Use this file to discover all available pages before exploring further.

The HyperLogLog (HLL) sketch family of functions provides an approximate count of the number of unique elements in one or more columns. HLL functionality is similar to running a query using a COUNT(DISTINCT col) clause and uses the same mechanisms as the aggregate function APPROX_COUNT_DISTINCT. The tradeoff for HLL sketches is accuracy. For further explanation of this tradeoff in accuracy, see the DataSketches documentation. Each sketch is an approximate and compact representation of the original data, and it introduces a small margin of error. The HLL implementation is based on the algorithm outlined in the research paper HyperLogLog in Practice. This implementation uses log2k = 11 by default, which provides a percent error of approximately 5% at the 95% confidence interval.

HLL Sketch Functions in the SQL Statement

Sketches are useful on aggregated tables that require estimates of distinct counts. This example creates a table for the new sketch columns ip_address_sketch and user_id_sketch as part of a CREATE TABLE AS SELECT statement. The new table inserts values from the master_agg_table table.
SQL
CREATE TABLE my_sketch_table (
   col_a INT,
   col_b VARCHAR(255),
   ip_address_sketch HLL_SKETCH(11),
   user_id_sketch HLL_SKETCH(11)
 )
AS (
    SELECT
    col_a,
    col_b,
    HLL_SKETCH_CREATE(ip_address) as ip_address_sketch,
    HLL_SKETCH_CREATE(user_id) as user_id_sketch
FROM
    master_agg_table
    GROUP by 1,2);
After the database creates the new table, you can query for the approximate count of distinct values. This example merges the sketch columns by using an HLL_SKETCH_UNION function. After the database merges the columns, the database converts sketch values to a distinct count estimate by using the HLL_SKETCH_GET_ESTIMATE function.

Entries:
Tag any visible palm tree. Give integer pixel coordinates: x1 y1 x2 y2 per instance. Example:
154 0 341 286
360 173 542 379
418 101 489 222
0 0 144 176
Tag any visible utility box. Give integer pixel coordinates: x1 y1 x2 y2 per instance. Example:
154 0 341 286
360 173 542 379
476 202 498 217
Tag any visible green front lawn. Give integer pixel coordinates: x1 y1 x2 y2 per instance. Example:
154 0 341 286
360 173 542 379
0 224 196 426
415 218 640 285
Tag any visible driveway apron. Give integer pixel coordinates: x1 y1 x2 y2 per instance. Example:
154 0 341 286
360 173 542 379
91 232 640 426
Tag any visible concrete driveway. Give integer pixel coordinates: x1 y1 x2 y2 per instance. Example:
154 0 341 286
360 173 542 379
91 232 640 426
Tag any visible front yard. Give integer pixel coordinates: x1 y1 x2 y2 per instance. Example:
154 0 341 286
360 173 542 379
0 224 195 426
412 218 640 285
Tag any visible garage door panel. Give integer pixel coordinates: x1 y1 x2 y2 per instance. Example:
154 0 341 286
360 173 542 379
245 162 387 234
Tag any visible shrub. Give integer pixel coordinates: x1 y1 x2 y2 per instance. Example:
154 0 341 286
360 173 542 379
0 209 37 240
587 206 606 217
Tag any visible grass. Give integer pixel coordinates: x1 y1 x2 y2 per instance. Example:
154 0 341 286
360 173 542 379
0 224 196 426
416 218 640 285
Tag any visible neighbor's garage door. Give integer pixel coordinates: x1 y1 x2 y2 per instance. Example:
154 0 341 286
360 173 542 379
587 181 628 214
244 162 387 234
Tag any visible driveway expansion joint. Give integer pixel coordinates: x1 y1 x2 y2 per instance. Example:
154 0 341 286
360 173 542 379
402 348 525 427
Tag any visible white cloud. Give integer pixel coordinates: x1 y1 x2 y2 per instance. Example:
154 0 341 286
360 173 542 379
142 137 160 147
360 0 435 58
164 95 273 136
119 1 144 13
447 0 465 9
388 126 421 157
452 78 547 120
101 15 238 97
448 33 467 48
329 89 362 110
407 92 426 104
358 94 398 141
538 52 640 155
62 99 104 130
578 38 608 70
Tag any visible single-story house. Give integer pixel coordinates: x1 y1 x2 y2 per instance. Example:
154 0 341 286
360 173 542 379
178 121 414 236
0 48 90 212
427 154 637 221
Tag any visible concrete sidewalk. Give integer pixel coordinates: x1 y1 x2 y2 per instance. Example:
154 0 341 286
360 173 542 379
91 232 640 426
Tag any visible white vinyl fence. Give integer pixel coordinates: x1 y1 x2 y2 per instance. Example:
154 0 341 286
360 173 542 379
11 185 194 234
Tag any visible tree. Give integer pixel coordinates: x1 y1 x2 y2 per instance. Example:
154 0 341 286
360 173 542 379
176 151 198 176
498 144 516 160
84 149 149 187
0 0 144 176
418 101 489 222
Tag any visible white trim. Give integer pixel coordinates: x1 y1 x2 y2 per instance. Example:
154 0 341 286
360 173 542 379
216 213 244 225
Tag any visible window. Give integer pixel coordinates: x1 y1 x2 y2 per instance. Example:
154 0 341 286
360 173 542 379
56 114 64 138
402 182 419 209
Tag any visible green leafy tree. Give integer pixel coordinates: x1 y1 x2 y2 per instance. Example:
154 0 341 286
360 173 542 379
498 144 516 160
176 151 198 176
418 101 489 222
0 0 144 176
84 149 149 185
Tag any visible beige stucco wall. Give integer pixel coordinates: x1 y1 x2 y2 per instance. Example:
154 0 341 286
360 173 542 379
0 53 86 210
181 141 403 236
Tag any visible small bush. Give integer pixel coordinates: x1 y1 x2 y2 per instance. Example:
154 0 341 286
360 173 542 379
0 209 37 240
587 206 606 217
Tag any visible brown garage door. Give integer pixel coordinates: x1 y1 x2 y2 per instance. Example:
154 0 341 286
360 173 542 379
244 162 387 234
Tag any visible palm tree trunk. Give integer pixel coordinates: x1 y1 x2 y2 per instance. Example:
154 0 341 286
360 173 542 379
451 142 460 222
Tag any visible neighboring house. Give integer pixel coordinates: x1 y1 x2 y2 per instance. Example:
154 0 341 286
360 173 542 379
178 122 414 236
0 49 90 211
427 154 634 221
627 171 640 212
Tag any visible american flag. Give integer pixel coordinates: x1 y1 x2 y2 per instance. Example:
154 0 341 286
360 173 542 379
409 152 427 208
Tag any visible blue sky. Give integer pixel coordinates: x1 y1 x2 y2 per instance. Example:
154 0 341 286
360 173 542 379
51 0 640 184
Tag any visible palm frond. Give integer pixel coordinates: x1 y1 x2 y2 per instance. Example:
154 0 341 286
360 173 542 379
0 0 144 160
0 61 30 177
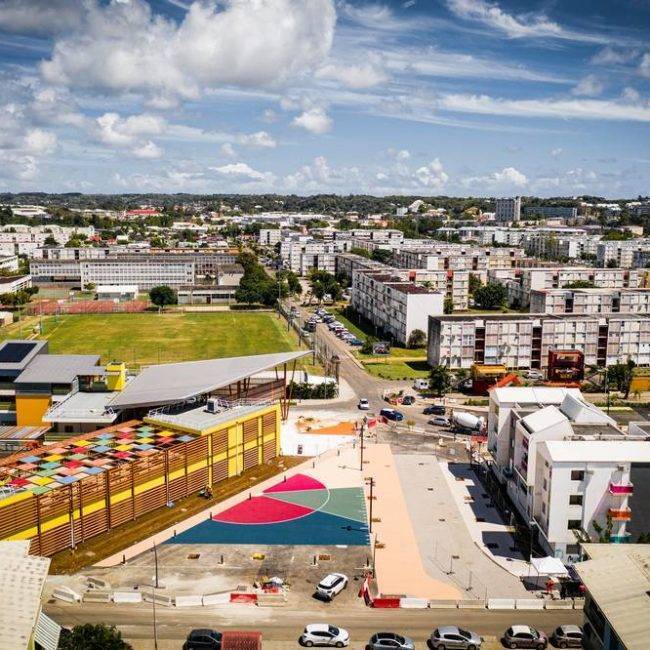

Exercises to complete:
**A)** Answer these questions from the text on HyperLogLog sketches:
(i) Which aggregate function's mechanisms does HLL functionality also use?
(ii) What value of log2k does the implementation use by default?
(iii) Which function converts sketch values to a distinct count estimate?
**B)** Scale the pixel coordinates in the answers of the entries between the lines holding "Tag any visible white trim." and "84 149 149 185", inclusive, by 0.9, rounding to whole numbers with halves going up. Reproduce only the lines in that span, and keep the requests and their format samples unchanged.

Solutions to the problems:
**A)**
(i) APPROX_COUNT_DISTINCT
(ii) 11
(iii) HLL_SKETCH_GET_ESTIMATE

**B)**
Tag any visible white trim. Give integer pixel coordinates: x1 y1 x2 y2 per instance. Example:
154 0 341 286
360 173 542 379
194 192 220 203
Tag any visible window. Give integer pixel coordinates: x1 y1 x2 y2 per instance. Example:
154 0 341 286
360 173 542 379
50 103 58 124
362 164 377 188
Tag any visible green leafy tree. Give integer pixel coordinates: x1 y1 x2 y2 per instance. Example:
154 0 341 286
360 173 542 379
448 130 464 144
158 136 178 158
376 91 440 200
0 0 130 158
76 134 134 167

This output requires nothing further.